» What the exercise asks: Copy every line of the listing below, requests included, but shift each coordinate in the answer points by adding 68 to both of its numbers. Leave the numbers in the requests and their format samples unchanged, and leave out the picture.

» Data extract:
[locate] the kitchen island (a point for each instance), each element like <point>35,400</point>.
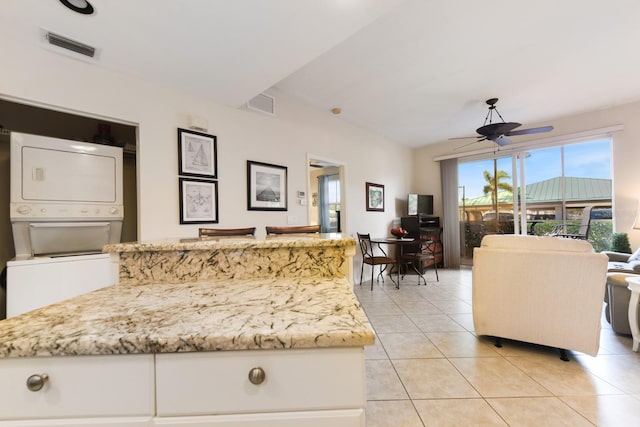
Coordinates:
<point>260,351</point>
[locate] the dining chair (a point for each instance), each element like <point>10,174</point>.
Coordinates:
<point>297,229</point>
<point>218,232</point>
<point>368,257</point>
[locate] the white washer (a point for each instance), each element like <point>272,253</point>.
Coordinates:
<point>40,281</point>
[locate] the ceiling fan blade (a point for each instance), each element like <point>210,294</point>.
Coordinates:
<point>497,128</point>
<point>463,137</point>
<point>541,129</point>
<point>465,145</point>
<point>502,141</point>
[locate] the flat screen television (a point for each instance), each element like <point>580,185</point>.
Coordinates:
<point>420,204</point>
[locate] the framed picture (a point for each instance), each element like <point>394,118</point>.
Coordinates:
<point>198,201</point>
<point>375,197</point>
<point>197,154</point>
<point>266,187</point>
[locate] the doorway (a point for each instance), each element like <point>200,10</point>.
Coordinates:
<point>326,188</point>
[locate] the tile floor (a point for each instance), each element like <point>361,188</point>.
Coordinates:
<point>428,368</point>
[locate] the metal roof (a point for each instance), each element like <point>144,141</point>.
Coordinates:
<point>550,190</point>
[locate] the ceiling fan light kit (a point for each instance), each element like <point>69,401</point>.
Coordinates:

» Complete output:
[locate] the kitchen island (a point for each instance), each element like <point>35,400</point>.
Coordinates:
<point>328,419</point>
[locate] the dining chair (a point for each instance), each element like <point>10,174</point>.
Coordinates:
<point>365,297</point>
<point>286,300</point>
<point>436,325</point>
[locate] the white washer (a point for each instance), each element like <point>272,253</point>.
Coordinates:
<point>108,349</point>
[locate] the ceiling fan blade (a point for each instance), each element like <point>210,294</point>.
Coordinates:
<point>565,196</point>
<point>531,205</point>
<point>609,197</point>
<point>533,213</point>
<point>570,209</point>
[locate] the flat screen television (a point for each instance), each element like <point>580,185</point>.
Coordinates:
<point>488,272</point>
[locate] the framed picture (a point for each instance), each element like <point>394,118</point>.
Coordinates:
<point>266,269</point>
<point>443,265</point>
<point>265,222</point>
<point>334,255</point>
[locate] the doorway (a point for each instance), each element like <point>200,10</point>.
Coordinates:
<point>394,256</point>
[locate] the tile floor (a point for each instance), each element like <point>361,188</point>.
Coordinates:
<point>496,436</point>
[locate] the metal roof (a point for each instance), each element like <point>144,141</point>.
Coordinates:
<point>618,258</point>
[locate] the ceiling fan light kit (a point for each instance), each element like <point>69,401</point>.
Coordinates:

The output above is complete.